Work required: Restate the entries from the line containing "armchair in the photo above." through the end of the entries, both ends included, and no other lines, keeping the requests. Rescale every coordinate in the answers by multiplying it by 1.35 and rounding to a whole number, with halves rounded up.

Data to process:
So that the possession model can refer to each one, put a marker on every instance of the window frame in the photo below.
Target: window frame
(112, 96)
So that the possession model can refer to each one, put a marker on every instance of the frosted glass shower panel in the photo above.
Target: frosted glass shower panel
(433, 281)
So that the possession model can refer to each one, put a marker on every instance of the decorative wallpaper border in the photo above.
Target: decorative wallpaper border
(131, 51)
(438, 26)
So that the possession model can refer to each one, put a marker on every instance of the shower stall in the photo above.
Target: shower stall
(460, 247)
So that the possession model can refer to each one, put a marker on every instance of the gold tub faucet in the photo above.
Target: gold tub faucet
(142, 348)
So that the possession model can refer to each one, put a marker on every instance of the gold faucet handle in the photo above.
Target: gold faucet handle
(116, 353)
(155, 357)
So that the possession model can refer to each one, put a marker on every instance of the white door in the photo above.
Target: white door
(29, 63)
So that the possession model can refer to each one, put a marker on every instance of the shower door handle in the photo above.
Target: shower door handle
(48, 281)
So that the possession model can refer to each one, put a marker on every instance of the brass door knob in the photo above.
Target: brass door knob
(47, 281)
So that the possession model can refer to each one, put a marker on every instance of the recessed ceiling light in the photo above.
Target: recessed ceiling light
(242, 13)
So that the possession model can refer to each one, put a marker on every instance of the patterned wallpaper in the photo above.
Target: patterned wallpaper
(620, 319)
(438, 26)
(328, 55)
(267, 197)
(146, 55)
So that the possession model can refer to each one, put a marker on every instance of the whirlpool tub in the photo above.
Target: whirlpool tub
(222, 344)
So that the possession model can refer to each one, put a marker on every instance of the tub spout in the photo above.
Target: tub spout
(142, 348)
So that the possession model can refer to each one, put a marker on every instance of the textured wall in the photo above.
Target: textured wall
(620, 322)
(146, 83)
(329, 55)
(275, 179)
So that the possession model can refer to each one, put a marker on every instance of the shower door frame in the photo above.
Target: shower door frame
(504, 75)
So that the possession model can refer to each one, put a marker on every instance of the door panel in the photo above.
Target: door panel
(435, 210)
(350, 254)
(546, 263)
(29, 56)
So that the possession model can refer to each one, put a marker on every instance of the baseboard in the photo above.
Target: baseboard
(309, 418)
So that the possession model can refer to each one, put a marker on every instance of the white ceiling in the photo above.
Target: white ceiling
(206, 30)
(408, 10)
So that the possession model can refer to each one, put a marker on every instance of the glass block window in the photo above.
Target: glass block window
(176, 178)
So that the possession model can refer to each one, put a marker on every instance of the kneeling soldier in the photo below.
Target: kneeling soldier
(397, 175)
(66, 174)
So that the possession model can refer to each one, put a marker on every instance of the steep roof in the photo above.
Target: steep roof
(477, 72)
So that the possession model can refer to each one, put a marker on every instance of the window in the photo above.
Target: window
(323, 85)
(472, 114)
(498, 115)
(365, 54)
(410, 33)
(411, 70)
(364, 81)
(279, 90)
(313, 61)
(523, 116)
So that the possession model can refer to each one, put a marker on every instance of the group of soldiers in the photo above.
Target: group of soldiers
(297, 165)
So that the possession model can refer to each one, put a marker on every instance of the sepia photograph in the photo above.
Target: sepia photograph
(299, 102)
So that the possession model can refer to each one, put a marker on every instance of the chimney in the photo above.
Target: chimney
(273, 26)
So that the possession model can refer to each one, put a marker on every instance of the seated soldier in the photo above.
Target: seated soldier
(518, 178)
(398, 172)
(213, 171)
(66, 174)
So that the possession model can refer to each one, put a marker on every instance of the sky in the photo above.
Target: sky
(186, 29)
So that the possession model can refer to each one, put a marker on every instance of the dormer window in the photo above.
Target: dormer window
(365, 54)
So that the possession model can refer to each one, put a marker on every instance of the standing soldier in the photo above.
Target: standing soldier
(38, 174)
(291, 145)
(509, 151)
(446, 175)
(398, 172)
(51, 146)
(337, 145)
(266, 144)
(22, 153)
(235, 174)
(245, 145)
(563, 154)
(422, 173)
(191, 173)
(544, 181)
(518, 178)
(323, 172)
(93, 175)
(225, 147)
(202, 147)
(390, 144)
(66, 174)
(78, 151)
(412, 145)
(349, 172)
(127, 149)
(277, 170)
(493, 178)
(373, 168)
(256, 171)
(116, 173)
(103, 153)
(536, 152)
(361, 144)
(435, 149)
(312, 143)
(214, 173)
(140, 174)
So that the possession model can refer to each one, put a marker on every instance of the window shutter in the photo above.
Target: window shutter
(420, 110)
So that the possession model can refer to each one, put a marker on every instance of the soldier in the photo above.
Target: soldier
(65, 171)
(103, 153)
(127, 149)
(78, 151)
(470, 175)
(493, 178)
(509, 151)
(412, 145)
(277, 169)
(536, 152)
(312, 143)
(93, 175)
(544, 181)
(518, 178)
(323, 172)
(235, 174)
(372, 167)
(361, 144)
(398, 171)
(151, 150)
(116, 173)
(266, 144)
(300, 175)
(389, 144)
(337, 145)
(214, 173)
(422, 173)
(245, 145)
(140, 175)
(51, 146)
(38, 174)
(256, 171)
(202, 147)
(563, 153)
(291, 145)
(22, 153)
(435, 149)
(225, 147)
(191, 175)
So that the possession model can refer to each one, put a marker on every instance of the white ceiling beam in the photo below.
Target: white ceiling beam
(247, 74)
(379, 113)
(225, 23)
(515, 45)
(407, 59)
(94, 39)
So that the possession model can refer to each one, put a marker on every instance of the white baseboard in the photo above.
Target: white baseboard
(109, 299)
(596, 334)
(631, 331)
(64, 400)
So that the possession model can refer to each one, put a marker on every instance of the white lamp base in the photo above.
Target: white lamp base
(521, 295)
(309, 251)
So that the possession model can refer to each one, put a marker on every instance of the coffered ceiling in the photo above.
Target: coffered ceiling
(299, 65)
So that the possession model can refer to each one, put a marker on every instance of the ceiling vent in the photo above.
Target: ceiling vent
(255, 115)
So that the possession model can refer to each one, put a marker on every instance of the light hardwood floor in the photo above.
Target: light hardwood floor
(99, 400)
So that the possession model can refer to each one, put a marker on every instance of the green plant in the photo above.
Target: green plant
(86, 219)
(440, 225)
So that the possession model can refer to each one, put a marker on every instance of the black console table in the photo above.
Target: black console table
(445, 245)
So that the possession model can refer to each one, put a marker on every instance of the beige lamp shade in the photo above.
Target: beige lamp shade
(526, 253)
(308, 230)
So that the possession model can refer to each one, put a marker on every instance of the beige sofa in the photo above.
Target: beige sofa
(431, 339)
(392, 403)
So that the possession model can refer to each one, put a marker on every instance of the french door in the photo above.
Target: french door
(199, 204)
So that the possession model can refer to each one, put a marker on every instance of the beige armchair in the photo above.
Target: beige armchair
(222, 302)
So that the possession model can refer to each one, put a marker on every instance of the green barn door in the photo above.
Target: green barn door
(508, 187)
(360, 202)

The solution:
So that the possession model can refer to each one, put a marker on every instance of the beige armchair in the photo above.
Target: beige armchair
(300, 408)
So that the possession model can refer to each one, put a marker on every instance of the green barn door in the photo above.
Target: green barn door
(686, 252)
(486, 273)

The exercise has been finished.